Do this: Retype every one of the following lines without changing a single character.

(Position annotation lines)
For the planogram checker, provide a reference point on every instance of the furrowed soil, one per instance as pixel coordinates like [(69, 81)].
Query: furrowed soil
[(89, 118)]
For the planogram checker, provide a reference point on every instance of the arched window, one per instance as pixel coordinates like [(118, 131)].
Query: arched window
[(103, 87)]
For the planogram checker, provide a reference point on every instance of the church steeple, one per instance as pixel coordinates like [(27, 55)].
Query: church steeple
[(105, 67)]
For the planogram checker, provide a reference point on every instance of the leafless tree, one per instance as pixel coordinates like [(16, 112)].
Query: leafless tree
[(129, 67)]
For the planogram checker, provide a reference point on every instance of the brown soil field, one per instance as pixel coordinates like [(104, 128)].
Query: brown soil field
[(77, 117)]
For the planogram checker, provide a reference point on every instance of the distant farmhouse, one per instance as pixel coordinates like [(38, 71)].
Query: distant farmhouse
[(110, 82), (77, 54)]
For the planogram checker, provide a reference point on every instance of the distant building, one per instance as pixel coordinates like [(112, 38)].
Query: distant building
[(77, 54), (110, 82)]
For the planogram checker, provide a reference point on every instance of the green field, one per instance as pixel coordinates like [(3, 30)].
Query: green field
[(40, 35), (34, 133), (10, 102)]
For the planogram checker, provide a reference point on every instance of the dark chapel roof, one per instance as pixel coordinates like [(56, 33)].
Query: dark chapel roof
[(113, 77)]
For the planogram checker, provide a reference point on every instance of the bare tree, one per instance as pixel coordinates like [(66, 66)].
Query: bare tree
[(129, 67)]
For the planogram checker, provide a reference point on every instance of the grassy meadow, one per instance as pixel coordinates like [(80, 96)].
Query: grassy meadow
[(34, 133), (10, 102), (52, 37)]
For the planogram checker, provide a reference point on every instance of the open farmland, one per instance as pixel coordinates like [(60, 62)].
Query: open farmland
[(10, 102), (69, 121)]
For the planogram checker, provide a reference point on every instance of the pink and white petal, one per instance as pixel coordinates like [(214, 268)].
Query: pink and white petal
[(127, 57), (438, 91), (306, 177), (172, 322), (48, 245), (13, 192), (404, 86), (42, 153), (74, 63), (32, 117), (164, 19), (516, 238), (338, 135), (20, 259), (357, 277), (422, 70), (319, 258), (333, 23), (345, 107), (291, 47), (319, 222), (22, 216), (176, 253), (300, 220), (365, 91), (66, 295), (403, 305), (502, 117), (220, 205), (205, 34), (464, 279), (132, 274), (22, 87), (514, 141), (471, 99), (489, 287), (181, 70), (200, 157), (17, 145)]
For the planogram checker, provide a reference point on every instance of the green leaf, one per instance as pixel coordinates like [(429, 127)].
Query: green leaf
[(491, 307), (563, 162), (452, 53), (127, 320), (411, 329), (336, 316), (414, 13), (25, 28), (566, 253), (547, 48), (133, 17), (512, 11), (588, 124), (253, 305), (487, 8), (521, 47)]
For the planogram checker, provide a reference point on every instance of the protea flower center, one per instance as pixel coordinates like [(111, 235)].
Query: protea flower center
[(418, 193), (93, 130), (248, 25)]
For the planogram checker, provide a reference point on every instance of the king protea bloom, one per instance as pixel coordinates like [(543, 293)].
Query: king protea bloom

Answer for this exercise:
For the planogram checker, provide a reference point on every instance of the furrowed soil, one per instance as pixel coordinates like [(69, 81)].
Query: furrowed soil
[(89, 118)]
For the planogram checker, provide a reference point on every instance of the arched window, one per instance as pixel coordinates like [(118, 131)].
Query: arched window
[(103, 87)]
For the planogram checker, provide a reference point on every instance of the church steeple, one per instance as pixel coordinates like [(27, 55)].
Query: church steeple
[(105, 67)]
For the planogram checker, provide a reference point on every instance of the leafless tree, one per instance as pixel coordinates like [(16, 112)].
Query: leafless tree
[(129, 67)]
For the planogram checker, provide a reference point on every instance of the brown soil field, one per instance as pixel coordinates like [(104, 128)].
Query: brown soil field
[(77, 117)]
For the planogram checker, provide a reference point on every instance of the distant farmhouse, one per instance as pixel coordinates like [(38, 71)].
Query: distant farmhouse
[(110, 82), (77, 54)]
For the planogram checker, provide a reference point on every instance of the distant building, one per instance as pixel coordinates like [(112, 38)].
Query: distant building
[(77, 54), (110, 82)]
For the planogram checker, provide a reference point on every instance of the green field, one per instance as pixel coordinates like [(3, 30)].
Query: green field
[(40, 35), (34, 133), (10, 102)]
For the planogram checker, provide a reference point on every instance of the dark chapel roof, one per instance as pixel coordinates like [(56, 33)].
Query: dark chapel roof
[(113, 77)]
For the planogram checker, provide a reference point on every instance of the bare tree, one per instance as pixel coordinates like [(66, 66)].
Query: bare tree
[(129, 67)]
For the planogram checker, provide a reference point on every instance of the grassy meadow, one per instance as pixel coordinates like [(80, 96)].
Query: grassy meadow
[(34, 133), (10, 102), (52, 37)]
For the planogram checker, provide a reference point on every instance of the open farmland, one per instance as pixel coordinates like [(60, 62)].
Query: open farmland
[(10, 102), (69, 121)]
For the planogram checker, provide a reference point on every instance of the pink and white petal, one per instance as pixel coordinates like [(214, 268)].
Query: pink and white petal
[(127, 57), (438, 91), (306, 177), (172, 322), (48, 245), (13, 192), (404, 86), (42, 153), (74, 63), (32, 117), (164, 19), (516, 238), (338, 135), (20, 259), (357, 277), (422, 70), (319, 258), (333, 23), (345, 107), (291, 47), (319, 222), (22, 216), (176, 253), (300, 220), (365, 91), (66, 295), (403, 305), (502, 117), (220, 205), (205, 34), (464, 279), (132, 274), (22, 87), (514, 141), (471, 99), (489, 287), (181, 70), (200, 157), (17, 145)]
For the planogram checker, provide a reference point on every instance of the green leaf, one per instance as pixel coordinates like [(429, 127)].
Query: green leaf
[(491, 307), (563, 162), (452, 53), (127, 320), (411, 329), (336, 316), (414, 13), (25, 28), (566, 253), (547, 48), (133, 17), (512, 11), (588, 124), (253, 305), (487, 8), (521, 47)]
For the planogram checker, provide a reference point on every instance of the protea flower center, one per instance as pixel coordinates like [(111, 235)].
Query: protea flower center
[(418, 193), (93, 130), (248, 25)]
For the planogram checker, provide a reference point on every instance of the king protea bloom, one per instance as pixel coordinates like [(543, 293)].
Query: king protea bloom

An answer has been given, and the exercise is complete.